Dataset -
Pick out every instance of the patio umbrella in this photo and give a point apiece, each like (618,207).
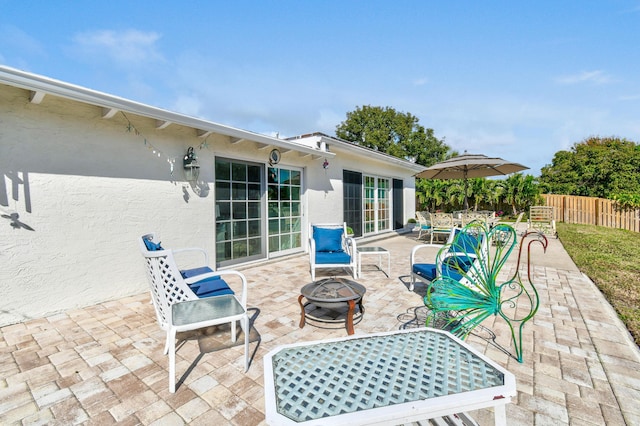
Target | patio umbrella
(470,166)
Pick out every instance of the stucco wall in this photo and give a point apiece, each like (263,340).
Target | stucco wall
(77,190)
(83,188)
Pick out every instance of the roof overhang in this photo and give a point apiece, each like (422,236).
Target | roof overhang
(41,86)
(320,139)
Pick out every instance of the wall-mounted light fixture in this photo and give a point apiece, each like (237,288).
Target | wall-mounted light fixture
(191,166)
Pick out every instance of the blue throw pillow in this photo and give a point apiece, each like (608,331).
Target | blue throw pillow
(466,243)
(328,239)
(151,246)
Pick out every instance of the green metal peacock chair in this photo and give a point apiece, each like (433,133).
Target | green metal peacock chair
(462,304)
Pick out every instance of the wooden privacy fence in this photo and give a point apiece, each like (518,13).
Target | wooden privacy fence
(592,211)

...

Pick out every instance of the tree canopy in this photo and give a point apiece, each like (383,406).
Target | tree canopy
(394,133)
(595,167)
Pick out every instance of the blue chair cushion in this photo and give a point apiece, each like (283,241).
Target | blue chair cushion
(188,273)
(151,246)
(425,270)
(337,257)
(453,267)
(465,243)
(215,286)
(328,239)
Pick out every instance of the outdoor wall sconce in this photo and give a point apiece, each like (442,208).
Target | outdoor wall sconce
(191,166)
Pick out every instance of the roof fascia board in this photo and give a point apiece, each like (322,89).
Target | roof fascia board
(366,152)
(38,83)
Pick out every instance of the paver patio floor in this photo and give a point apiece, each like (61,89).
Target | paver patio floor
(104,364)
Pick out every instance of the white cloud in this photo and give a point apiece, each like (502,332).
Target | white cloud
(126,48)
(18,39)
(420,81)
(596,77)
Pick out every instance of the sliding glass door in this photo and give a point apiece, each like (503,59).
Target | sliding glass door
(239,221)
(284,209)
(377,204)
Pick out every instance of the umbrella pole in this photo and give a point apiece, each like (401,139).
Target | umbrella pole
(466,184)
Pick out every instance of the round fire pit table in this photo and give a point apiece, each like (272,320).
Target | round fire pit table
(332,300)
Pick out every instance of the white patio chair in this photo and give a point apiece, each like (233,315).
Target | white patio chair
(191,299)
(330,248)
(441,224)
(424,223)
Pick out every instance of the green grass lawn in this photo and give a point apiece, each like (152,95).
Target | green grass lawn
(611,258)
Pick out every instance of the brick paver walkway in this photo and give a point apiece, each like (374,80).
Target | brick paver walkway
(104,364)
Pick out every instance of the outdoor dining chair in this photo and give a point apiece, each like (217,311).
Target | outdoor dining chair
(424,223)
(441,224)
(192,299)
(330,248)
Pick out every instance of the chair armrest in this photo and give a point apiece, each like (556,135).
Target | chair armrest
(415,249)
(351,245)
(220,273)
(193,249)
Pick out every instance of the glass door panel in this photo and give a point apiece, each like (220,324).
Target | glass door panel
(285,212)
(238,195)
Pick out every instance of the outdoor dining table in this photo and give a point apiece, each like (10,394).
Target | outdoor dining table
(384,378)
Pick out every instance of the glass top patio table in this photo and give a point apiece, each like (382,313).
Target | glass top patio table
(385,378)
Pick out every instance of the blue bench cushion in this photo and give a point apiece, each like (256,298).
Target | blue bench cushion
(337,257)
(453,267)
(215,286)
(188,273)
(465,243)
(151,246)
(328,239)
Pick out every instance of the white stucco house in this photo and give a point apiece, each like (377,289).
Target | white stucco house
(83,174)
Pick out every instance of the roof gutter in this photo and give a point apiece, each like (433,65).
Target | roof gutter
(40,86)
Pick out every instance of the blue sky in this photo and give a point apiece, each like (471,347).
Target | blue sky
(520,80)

Exercise description - What do the lines above say from the one containing "Pick out every instance of the roof fascia" down to the one containing "Pick out every instance of the white cloud"? Return them exactly, both end lines included, and only them.

Answer to the exercise -
Pick out every instance of the roof fascia board in this photo and give a point apiece, each like (322,89).
Target | roof fascia board
(366,152)
(38,83)
Pick out every instance of the paver patio floor in this photo and give a point apiece, each like (61,89).
Target | paver patio floor
(104,364)
Pick out every instance of the white cloud in this photo and give a point apiece, each like (502,332).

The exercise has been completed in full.